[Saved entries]
**********

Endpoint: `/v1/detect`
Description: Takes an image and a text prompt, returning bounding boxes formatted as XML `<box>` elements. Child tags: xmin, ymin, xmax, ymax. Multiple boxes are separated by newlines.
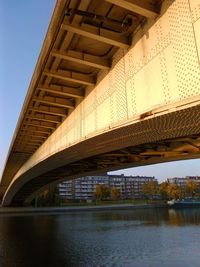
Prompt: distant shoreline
<box><xmin>0</xmin><ymin>203</ymin><xmax>168</xmax><ymax>215</ymax></box>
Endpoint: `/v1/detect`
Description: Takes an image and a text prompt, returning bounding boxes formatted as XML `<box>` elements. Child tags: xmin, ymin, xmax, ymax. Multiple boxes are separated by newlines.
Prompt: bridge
<box><xmin>1</xmin><ymin>0</ymin><xmax>200</xmax><ymax>206</ymax></box>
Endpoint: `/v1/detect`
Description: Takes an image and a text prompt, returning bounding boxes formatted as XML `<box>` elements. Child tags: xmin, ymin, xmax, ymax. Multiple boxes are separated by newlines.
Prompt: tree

**********

Aim of the exercise: Only the text of the records belongs in the answer; reproduce it verbatim, with no pictures.

Task solution:
Endpoint: `/v1/detect`
Description: Takes an image and a text prompt, returning bounding boxes formatted as XML `<box>` elements. Child tags: xmin, ymin, xmax, ymax. Multiple boxes are separated by newlines.
Prompt: distant shoreline
<box><xmin>0</xmin><ymin>203</ymin><xmax>168</xmax><ymax>215</ymax></box>
Endpoint: `/v1/detect`
Description: Takes an image and a text prompt, returning bounding boxes formatted as XML `<box>` elements. Child tags: xmin, ymin, xmax, ymax. Multiple boxes are separated by newlines.
Prompt: bridge
<box><xmin>1</xmin><ymin>0</ymin><xmax>200</xmax><ymax>206</ymax></box>
Endpoint: `/v1/detect`
Description: Takes an image and a text prompt, returning bounding boxes formatted as XML `<box>` elements. Child tags: xmin, ymin, xmax, ymax. Multiple boxes are separated by newlines.
Prompt: tree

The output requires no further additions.